#### WHAT THE EXERCISE ASKS
Copy all of the data below verbatim, keeping every line, word, and number unchanged.

---- EXTRACTED DATA

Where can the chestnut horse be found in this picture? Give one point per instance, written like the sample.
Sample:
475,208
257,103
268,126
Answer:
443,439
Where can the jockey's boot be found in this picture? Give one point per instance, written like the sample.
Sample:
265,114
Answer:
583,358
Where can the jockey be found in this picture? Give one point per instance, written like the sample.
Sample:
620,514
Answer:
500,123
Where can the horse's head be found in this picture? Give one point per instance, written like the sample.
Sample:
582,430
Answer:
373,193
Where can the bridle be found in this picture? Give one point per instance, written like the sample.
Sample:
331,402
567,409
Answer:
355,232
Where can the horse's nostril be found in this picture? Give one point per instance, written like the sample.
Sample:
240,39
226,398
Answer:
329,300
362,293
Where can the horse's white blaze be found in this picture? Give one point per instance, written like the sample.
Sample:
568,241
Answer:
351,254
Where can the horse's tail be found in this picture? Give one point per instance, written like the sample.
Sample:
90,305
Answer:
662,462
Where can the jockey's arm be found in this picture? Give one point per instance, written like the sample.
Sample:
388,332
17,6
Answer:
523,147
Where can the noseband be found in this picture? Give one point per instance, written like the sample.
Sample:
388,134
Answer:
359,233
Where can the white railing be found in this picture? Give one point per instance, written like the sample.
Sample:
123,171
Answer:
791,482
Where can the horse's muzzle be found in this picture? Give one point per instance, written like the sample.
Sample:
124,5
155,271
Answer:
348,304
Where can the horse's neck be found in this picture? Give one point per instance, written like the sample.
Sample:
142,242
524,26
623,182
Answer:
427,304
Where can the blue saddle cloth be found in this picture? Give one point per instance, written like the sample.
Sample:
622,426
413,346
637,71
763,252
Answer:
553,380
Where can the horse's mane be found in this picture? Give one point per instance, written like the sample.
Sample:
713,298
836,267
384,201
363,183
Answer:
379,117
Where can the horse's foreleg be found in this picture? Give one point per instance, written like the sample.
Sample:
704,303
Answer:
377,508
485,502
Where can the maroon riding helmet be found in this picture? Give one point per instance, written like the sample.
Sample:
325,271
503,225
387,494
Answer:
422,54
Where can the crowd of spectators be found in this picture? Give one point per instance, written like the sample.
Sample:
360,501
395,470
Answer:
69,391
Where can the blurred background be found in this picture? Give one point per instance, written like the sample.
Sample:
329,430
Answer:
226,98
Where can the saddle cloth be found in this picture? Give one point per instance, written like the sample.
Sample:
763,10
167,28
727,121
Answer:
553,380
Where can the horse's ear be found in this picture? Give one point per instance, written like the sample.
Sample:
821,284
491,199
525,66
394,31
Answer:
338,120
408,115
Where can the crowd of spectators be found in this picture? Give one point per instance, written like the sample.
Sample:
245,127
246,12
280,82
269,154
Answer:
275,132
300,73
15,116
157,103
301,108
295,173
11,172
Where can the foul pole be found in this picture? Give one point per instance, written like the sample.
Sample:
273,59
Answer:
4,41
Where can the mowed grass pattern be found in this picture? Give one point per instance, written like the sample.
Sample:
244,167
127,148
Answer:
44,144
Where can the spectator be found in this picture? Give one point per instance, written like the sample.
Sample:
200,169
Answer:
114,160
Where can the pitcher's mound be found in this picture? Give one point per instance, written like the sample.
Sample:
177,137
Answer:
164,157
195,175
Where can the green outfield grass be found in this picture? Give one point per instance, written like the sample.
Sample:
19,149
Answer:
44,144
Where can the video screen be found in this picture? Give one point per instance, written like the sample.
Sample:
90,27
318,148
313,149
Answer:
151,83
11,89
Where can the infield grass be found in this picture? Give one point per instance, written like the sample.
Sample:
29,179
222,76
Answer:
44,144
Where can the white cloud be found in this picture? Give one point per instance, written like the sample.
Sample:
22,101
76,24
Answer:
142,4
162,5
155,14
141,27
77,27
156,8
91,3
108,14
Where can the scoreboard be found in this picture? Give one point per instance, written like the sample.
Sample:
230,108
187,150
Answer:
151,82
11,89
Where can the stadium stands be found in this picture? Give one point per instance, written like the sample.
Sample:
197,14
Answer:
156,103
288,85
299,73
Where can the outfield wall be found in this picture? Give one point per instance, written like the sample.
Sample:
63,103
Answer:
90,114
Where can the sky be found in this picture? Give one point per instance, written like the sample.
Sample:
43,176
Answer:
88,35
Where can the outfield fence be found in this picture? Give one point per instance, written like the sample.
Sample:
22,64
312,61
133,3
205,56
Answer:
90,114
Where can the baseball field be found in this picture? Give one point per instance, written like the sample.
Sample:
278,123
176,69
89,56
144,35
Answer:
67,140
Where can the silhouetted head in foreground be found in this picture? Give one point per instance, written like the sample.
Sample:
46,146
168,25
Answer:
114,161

--------

#### SOLUTION TO THIS EXERCISE
Where can the chestnut horse be found in this picture? Give one point per instance, written like the sample.
Sample:
475,208
257,103
268,126
Answer:
443,439
Where can the jockey's boot be found in this picture? Give one point per instance, written like the sample.
Sample:
265,114
Answer:
583,358
Where can the jockey be found in this picture? Give one point per instance, written like the sample.
Sample:
620,514
Answer:
500,123
Where can the horse's head be found in this picture? Give one point per instance, written like the sample.
Sample:
582,430
Answer:
373,193
Where can the bridle be found in this picture? Give one point per instance, written like the sample.
Sample:
331,402
567,409
Answer:
355,232
Where can the horse's nostril be found in this picture? Give one point per instance, written like the sample.
Sample:
240,39
226,398
Answer:
329,300
362,293
Where can the horse's white blaze be found in this picture? Give one point per instance, written like the sample.
Sample:
568,241
Answer:
351,254
Where can the horse's tail be found in this picture? Give one point per instance, written like the sample.
Sample:
90,305
Answer:
662,462
Where can the jockey's arm be found in this picture? Give one point per instance, written like the sample.
Sample:
388,332
17,6
Answer:
523,147
Where can the noseband be found in this picture? Give one point per instance, written like the sample.
Sample:
388,134
Answer:
359,233
Where can the white railing be found in this picture? Give one point per instance, written like the sample.
Sample:
123,171
Answer:
791,482
Where can the horse's muzzle be found in this picture? Give one point per instance, written like the sample.
Sample:
124,5
155,271
Answer:
348,304
Where can the horse's neck be found in this picture? Give one point per instance, written like the sample.
Sample:
142,242
524,26
623,182
Answer:
427,304
Where can the blue saddle cloth be found in this picture? Give one point per instance, written like the sample.
Sample:
622,426
413,346
637,71
763,252
Answer:
553,380
Where can the horse's mane be found in this picture? Give one point per instance, written like the sample.
Sample:
713,298
836,267
384,201
363,183
Answer:
379,117
Where can the horse's foreleg be found in this picture? Give one point per instance, written like the sample.
Sample:
704,303
Answer:
377,508
485,502
Where can the maroon riding helmet be found in this picture? Give one point per instance, written like the sample.
Sample:
325,271
503,225
387,494
Answer:
422,54
Where can the crowd of spectators be found in this picture? Give one point per instance, written like the sample.
Sample:
360,501
395,470
Answer:
69,391
Where can the blurred background be found in this picture? Give one point per instance, written like the sample.
Sample:
329,430
Answer:
226,98
Where can the saddle cloth be found in this picture? Give one point per instance, written like the sample.
Sample:
763,10
167,28
727,121
Answer:
553,380
Where can the horse's ear be found in this picture? Give one point per instance, written like the sample.
Sample:
821,284
491,199
525,66
394,31
Answer:
338,120
408,115
Where can the crowd of spectators be found in this picture? Give one point per instance, written like the sample.
Sample:
245,127
246,12
280,82
269,154
Answer:
275,132
300,73
15,116
157,103
301,108
295,173
11,172
Where can the foul pole be found in this picture? Give one point per instance, written like the sample.
Sample:
273,59
Answer:
4,41
Where can the mowed grass pattern be found in this picture? Give one point per instance, written like the sample.
Sample:
244,167
127,148
Answer:
44,144
Where can the spectator be found in this picture? Give one point per instance, written like the sample.
Sample:
200,169
Answer:
114,160
Where can the pitcher's mound be found in this picture? Give one point per instance, written like the sample.
Sample:
177,137
Answer:
164,157
195,175
Where can the green outfield grass be found in this picture? Give one point per instance, written like the sample.
Sample:
19,149
Answer:
44,144
Where can the video screen be found in this picture? Give one point per instance, written like the sample.
Sample:
90,27
318,148
313,149
Answer:
151,83
11,89
Where can the infield grass be found in this picture? Give one point per instance, written like the sample.
Sample:
29,179
222,76
Answer:
44,144
Where can the white cloud be found in this picture? Give one point per instance, written like the sample.
Sample:
22,101
76,24
Answer:
142,4
162,5
155,14
141,27
77,27
156,8
91,3
108,14
Where can the scoreboard be found in this picture? Give one point per instance, written like the sample.
Sample:
230,108
187,150
Answer:
151,82
11,89
Where can the stadium stands be found in this picture? Give one point per instance, written like the sample.
Sample:
197,14
Answer:
156,103
288,85
299,73
Where can the outfield wall be found in this picture? Give one point per instance, written like the sample.
Sample:
63,103
Answer:
90,114
Where can the sky be found in this picture? Give one point per instance, written like the sample.
Sample:
43,176
Answer:
88,35
Where can the outfield fence be found in this picture? Give one point per instance, written like the sample.
Sample:
22,64
312,61
133,3
205,56
Answer:
90,114
Where can the baseball field be found in this picture? Give one point per instance, written like the sample.
Sample:
278,123
176,69
89,56
144,35
Answer:
67,140
Where can the silhouetted head in foreground be found in this picture? Give one point per instance, written like the sample.
Sample:
46,146
168,25
Answer:
114,161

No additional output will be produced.